> [To be done]:
Give only the count of lines in the listing that contain the string "tram".

◆ ◆ ◆ ◆

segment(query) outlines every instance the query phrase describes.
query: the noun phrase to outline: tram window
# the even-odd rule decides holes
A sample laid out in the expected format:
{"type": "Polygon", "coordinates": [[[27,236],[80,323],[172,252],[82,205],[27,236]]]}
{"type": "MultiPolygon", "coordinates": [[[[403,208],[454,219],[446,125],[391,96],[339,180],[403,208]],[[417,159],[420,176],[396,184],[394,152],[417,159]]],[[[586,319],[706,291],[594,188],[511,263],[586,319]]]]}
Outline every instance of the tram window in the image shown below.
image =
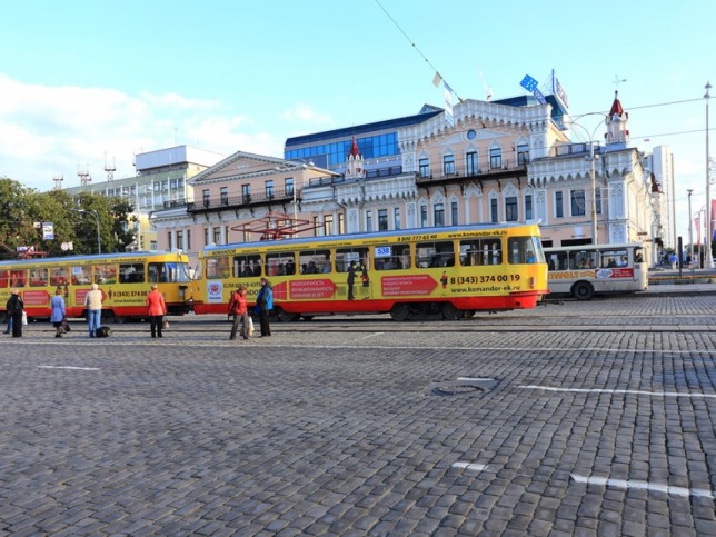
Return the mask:
{"type": "Polygon", "coordinates": [[[292,251],[266,255],[266,270],[268,276],[286,276],[296,274],[296,257],[292,251]],[[289,272],[290,271],[290,272],[289,272]]]}
{"type": "Polygon", "coordinates": [[[626,250],[601,250],[599,255],[603,268],[627,267],[629,265],[626,250]]]}
{"type": "Polygon", "coordinates": [[[370,270],[368,262],[368,248],[339,248],[336,250],[337,272],[348,272],[348,267],[350,267],[351,262],[355,262],[366,270],[370,270]]]}
{"type": "Polygon", "coordinates": [[[92,282],[91,267],[72,267],[72,285],[87,286],[92,282]]]}
{"type": "Polygon", "coordinates": [[[503,241],[498,238],[460,241],[460,265],[475,267],[499,265],[503,259],[503,241]]]}
{"type": "Polygon", "coordinates": [[[569,255],[569,267],[577,269],[597,268],[596,251],[576,251],[569,255]]]}
{"type": "Polygon", "coordinates": [[[453,242],[418,242],[415,247],[418,268],[438,268],[455,266],[455,247],[453,242]]]}
{"type": "Polygon", "coordinates": [[[97,265],[95,267],[95,284],[117,284],[117,265],[97,265]]]}
{"type": "Polygon", "coordinates": [[[47,287],[47,269],[30,269],[30,287],[47,287]]]}
{"type": "Polygon", "coordinates": [[[511,265],[545,262],[539,242],[535,237],[510,237],[507,240],[507,251],[511,265]]]}
{"type": "Polygon", "coordinates": [[[233,256],[235,278],[252,278],[256,276],[261,276],[261,256],[258,253],[233,256]]]}
{"type": "Polygon", "coordinates": [[[410,268],[410,247],[408,245],[376,246],[372,251],[376,258],[376,270],[410,268]]]}
{"type": "Polygon", "coordinates": [[[50,269],[50,285],[53,287],[66,286],[70,282],[70,271],[67,267],[53,267],[50,269]]]}
{"type": "Polygon", "coordinates": [[[24,287],[28,282],[28,274],[24,269],[10,271],[10,287],[24,287]]]}
{"type": "Polygon", "coordinates": [[[229,277],[229,258],[212,257],[207,259],[207,278],[228,278],[229,277]]]}
{"type": "Polygon", "coordinates": [[[142,263],[120,263],[119,282],[120,284],[143,284],[145,266],[142,263]]]}
{"type": "Polygon", "coordinates": [[[298,263],[302,275],[330,272],[330,250],[302,250],[298,263]]]}

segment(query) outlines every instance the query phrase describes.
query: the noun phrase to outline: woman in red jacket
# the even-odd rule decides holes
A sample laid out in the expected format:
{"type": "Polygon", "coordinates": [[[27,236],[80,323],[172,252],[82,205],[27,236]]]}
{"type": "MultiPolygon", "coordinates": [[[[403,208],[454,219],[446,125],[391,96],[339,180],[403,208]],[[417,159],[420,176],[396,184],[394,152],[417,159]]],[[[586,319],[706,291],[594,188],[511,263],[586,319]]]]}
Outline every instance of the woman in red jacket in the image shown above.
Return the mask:
{"type": "Polygon", "coordinates": [[[246,286],[240,286],[229,300],[229,315],[233,316],[233,325],[231,326],[231,335],[229,339],[236,339],[236,330],[241,324],[241,337],[249,339],[249,308],[246,304],[246,286]]]}
{"type": "Polygon", "coordinates": [[[147,315],[149,316],[149,327],[151,328],[151,337],[161,336],[161,324],[163,317],[167,315],[167,305],[165,304],[165,297],[157,285],[151,286],[151,291],[147,295],[147,315]]]}

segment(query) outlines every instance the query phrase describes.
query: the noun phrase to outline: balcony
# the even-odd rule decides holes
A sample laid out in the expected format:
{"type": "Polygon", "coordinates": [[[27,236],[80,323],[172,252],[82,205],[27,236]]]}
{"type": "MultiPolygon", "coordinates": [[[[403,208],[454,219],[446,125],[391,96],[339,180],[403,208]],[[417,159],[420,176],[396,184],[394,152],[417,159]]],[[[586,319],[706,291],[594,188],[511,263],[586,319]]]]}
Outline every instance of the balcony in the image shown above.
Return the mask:
{"type": "MultiPolygon", "coordinates": [[[[301,200],[300,191],[296,191],[296,199],[301,200]]],[[[274,189],[269,192],[246,193],[218,198],[205,198],[199,201],[189,201],[187,211],[192,213],[216,212],[225,209],[240,209],[246,207],[268,207],[275,203],[292,203],[294,190],[274,189]]]]}
{"type": "Polygon", "coordinates": [[[466,179],[503,179],[514,177],[516,175],[525,175],[527,172],[527,163],[529,159],[523,158],[517,160],[499,159],[495,162],[497,166],[489,167],[480,165],[477,167],[467,166],[450,166],[449,170],[445,170],[442,163],[430,166],[426,170],[420,170],[416,177],[416,183],[421,185],[448,185],[464,181],[466,179]]]}

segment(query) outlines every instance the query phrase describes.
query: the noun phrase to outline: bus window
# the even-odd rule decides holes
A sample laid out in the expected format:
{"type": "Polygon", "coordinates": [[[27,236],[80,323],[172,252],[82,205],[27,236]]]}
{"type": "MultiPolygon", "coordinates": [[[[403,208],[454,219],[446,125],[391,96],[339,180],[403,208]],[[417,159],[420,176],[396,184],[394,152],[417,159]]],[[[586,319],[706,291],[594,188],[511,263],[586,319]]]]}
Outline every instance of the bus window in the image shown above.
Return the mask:
{"type": "Polygon", "coordinates": [[[536,237],[510,237],[507,241],[509,262],[524,265],[533,262],[545,262],[545,256],[536,237]]]}
{"type": "Polygon", "coordinates": [[[503,241],[498,238],[470,239],[460,241],[460,265],[499,265],[503,258],[503,241]]]}
{"type": "Polygon", "coordinates": [[[376,258],[376,270],[410,268],[410,247],[408,245],[376,246],[372,251],[376,258]]]}
{"type": "Polygon", "coordinates": [[[30,287],[47,287],[47,269],[30,269],[30,287]]]}
{"type": "Polygon", "coordinates": [[[368,266],[368,248],[339,248],[336,250],[336,271],[348,272],[348,267],[350,267],[351,262],[370,270],[368,266]]]}
{"type": "Polygon", "coordinates": [[[207,259],[207,278],[228,278],[229,277],[229,258],[213,257],[207,259]]]}
{"type": "Polygon", "coordinates": [[[261,256],[258,253],[233,256],[235,278],[252,278],[256,276],[261,276],[261,256]]]}
{"type": "Polygon", "coordinates": [[[28,282],[28,275],[24,269],[10,271],[10,287],[24,287],[28,282]]]}
{"type": "Polygon", "coordinates": [[[189,281],[189,266],[186,262],[166,262],[167,279],[173,284],[189,281]]]}
{"type": "Polygon", "coordinates": [[[418,242],[415,246],[416,267],[438,268],[455,266],[455,247],[451,241],[418,242]]]}
{"type": "Polygon", "coordinates": [[[574,252],[574,259],[578,269],[597,268],[597,252],[596,251],[577,251],[574,252]]]}
{"type": "Polygon", "coordinates": [[[67,286],[70,282],[70,271],[67,267],[53,267],[50,269],[50,285],[52,287],[67,286]]]}
{"type": "Polygon", "coordinates": [[[142,263],[120,263],[119,282],[120,284],[143,284],[145,266],[142,263]]]}
{"type": "Polygon", "coordinates": [[[95,267],[95,284],[117,284],[117,265],[97,265],[95,267]]]}
{"type": "Polygon", "coordinates": [[[72,285],[86,286],[92,282],[91,267],[72,267],[72,285]]]}
{"type": "Polygon", "coordinates": [[[629,258],[626,250],[601,250],[601,268],[627,267],[629,258]]]}
{"type": "Polygon", "coordinates": [[[330,272],[330,250],[302,250],[298,263],[302,275],[330,272]]]}
{"type": "Polygon", "coordinates": [[[268,276],[285,276],[296,274],[296,258],[292,251],[266,255],[266,270],[268,276]],[[290,272],[289,272],[290,270],[290,272]]]}

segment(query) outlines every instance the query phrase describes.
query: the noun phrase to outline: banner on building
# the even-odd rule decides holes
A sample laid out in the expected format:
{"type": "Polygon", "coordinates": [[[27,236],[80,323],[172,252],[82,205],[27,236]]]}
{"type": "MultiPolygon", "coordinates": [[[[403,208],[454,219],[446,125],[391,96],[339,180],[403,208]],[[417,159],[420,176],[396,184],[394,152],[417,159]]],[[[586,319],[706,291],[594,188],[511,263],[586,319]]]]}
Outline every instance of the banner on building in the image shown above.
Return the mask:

◆ ◆ ◆ ◆

> [The completed task]:
2